### [TO-DO LIST]
**A.** Answer these questions using the account of the Philea Next Gen Programme. Mark each answer with its question number.
(i) In which city, and in which month, did the writer arrive for the conference?
(ii) How many people attended Philea's conference?
(iii) Where is the writer doing the fellowship?
**B.** Using the account of the Philea Next Gen Programme, say whether each statement agrees with it. Give yes or no, plus the deciding words quoted from the account.
(i) The writer is European.
(ii) The Next Gen Programme includes people moving into philanthropy from other sectors.
(iii) The Next Gen cohort had to find its own way without guidance.
**C.** Extend the account of the Philea Next Gen Programme, starting right after its final sentence.

### [SOURCE DOCUMENT]
Then I discovered the Philea Forum, and the possibility to attend it, but more than that, I discovered and applied to the Next Gen Programme. They described it in the following way: “tailored to the new generation of professionals in philanthropy so they have a unique chance to interact with leading philanthropy practitioners from Europe and around the world, and form lasting networks. Next Gens are newcomers to the sector – those either at the start of their professional careers or those who are making a career change from other sectors”.
And to be very honest, I am not European, I come from the Global South and speak English with an accent – and I`m already extremely privileged to have the chance to be in Germany, doing this fellowship. I acknowledge that. But it is often hard to break this bubble to be heard in a lot of international spaces, even in philanthropy, so a programme like that sounded like a systemic hack.
And for a Brazilian “outsider” such as myself, I can say that the Philea team really take the programme mission as a serious commitment. A conference like Philea’s, with more than 750 attendees, can be scary for newcomers, and I felt exactly like this when I arrived in Barcelona in May this year.
But our Next Gen cohort was guided since the beginning. We met Philea staff to understand how we could ask for help and support and receive valuable tips on how to navigate the spaces, we shared what we were doing between ourselves and the team which accelerates ideas and connections more than anything. The cliché: “I know someone that knows someone that maybe interests you” never made more sense.

### [MATERIAL]
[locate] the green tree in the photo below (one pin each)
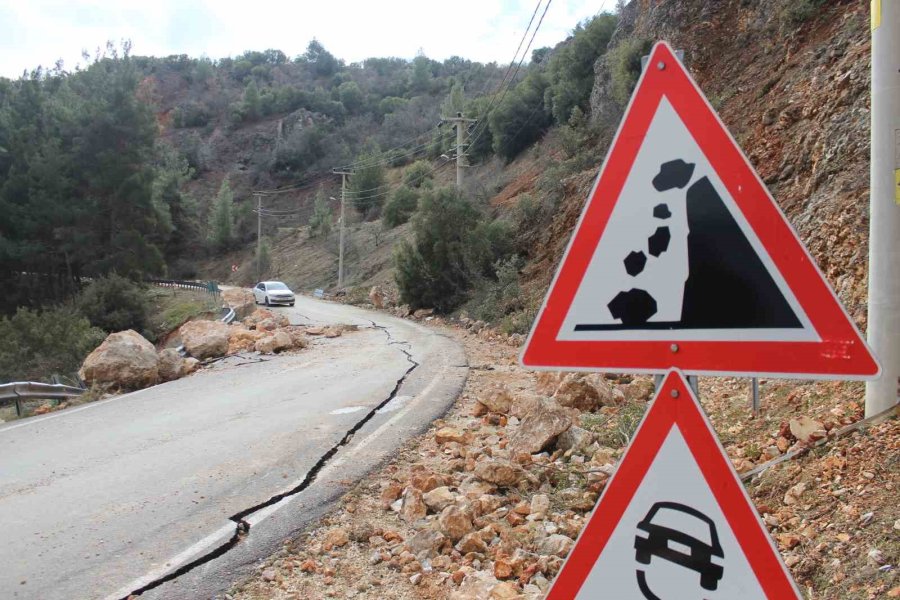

### [ANSWERS GIVEN]
**A.**
(i) Barcelona, in May.
(ii) More than 750.
(iii) In Germany.

**B.**
(i) No: "I am not European, I come from the Global South"
(ii) Yes: "those who are making a career change from other sectors"
(iii) No: "But our Next Gen cohort was guided since the beginning."

**C.**
During the conference days, the Philea team organised for us to have special encounters in every lunch and dinner with senior professionals. We had the opportunity to not only chat about our own projects, but also reflect on the state of the philanthropic sector and the responsibility that each professional of the sector carries.
From the parallel sessions, I would like to highlight two of them: Child and Youth Participation in Philanthropy: Stories of Transformation and the one about Participatory Grantmaking. Both of them brought important discussions about real participation and listening, and the power imbalance that needs to be addressed in the field. We should talk more and more about power imbalances inside philanthropy and how to recognise and address them. These two panels were priceless when it came to that.
The conference lasted four days and when it ended, it was just the beginning for me. With my head full of ideas and a more nuanced view of the sector, and most important, the strong connections I made there, I was ready to start preparing for the formal interviews to my research. The conference gave me not just more knowledge and contacts, but also the confidence to approach people, and that makes all the difference.